**Work to do**
A - Swap "bookcase top molding" for "shelf crown molding" throughout the segmentation rows, and give the rows again with nothing else altered.
B - Carry on the mailing-list discussion of Catalyst file handle response bodies from the point where it stops.

**Passage given**
^^^^^^^^

Something along these lines maybe?

Catalyst can accept a file handle type of object as the response body in
the sense that the handle reasonably has a "read" method that will
return content. In such a case and where no content length has been
already set in the response headers catalyst will make a reasonable
attempt to determine the size of the file. Depending on the
implementation of your file handle object setting the content length may
fail. If it is at all possible for you to determine the content length
of your file handle, it is recomended that you set the content length in
the response headers yourself, which will be respected and sent by
catalyst in the response.
>
> This FH in body thing is something I've been thinking about a lot
> lately, in regards to when Catalyst is running under an event loop for
> example, should Catalyst stream the Filehandle a non blocking manner.
> But it would be great to document this. Also, I am thinking setting
> the default size when its missing could really belong to middleware.
> Plack has some default middleware that does this:
>
> https://metacpan.org/source/MIYAGAWA/Plack-1.0030/lib/Plack/Middleware/ContentLength.pm

Which interestingly does not take a too different approach to what the
Catalyst code is attempting. Also noting that in a case such as Bill
presented it too would fail, which is only to be expected.

^^^^^^^^

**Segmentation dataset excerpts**
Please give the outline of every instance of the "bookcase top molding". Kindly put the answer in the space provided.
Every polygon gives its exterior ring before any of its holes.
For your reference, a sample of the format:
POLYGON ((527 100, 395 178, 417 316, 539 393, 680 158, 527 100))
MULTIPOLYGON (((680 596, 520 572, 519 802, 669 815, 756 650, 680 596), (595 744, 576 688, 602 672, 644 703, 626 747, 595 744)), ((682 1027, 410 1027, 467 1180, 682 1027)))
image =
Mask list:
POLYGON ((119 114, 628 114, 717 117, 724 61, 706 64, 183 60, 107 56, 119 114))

^^^^^^^^

**Answers to the tasks**
A -
Please give the outline of every instance of the "shelf crown molding". Kindly put the answer in the space provided.
Every polygon gives its exterior ring before any of its holes.
For your reference, a sample of the format:
POLYGON ((527 100, 395 178, 417 316, 539 393, 680 158, 527 100))
MULTIPOLYGON (((680 596, 520 572, 519 802, 669 815, 756 650, 680 596), (595 744, 576 688, 602 672, 644 703, 626 747, 595 744)), ((682 1027, 410 1027, 467 1180, 682 1027)))
image =
Mask list:
POLYGON ((119 114, 628 114, 717 117, 724 61, 706 64, 183 60, 107 56, 119 114))

B -
Noting such IO magic modules like IO::Uncompress::* and IO::Scalar etc
and speaking of cat skinning, another approach could be subclassing
these modues and overloading the file test operators to do something
sane when used, and thus return a "correct" response when the -s test is
used. Or try and convince said authors to have these classes do this
natively.

>
> the means it works looks like this
>
> https://metacpan.org/source/MIYAGAWA/Plack-1.0030/lib/Plack/Util.pm#L68
>
> There's a few things in Catalyst.pm that could profitable just use
> Plack::Middleware counterparts.
>
> just a thought.
>
> johnnap
>
>
> On Thursday, November 21, 2013 9:20 AM, neil.lunn <neil@mylunn.id.au>
> wrote:
> On 22/11/2013 12:33 AM, Bill Moseley wrote:
>>
>>
>>
>> On Wed, Nov 20, 2013 at 11:32 PM, neil.lunn <neil@mylunn.id.au
>> <mailto:neil@mylunn.id.au>> wrote:
>>
>>
>> This approach may work for you is the compressed data is actually
>> in a scalar and not too large. And not too small. YMMV.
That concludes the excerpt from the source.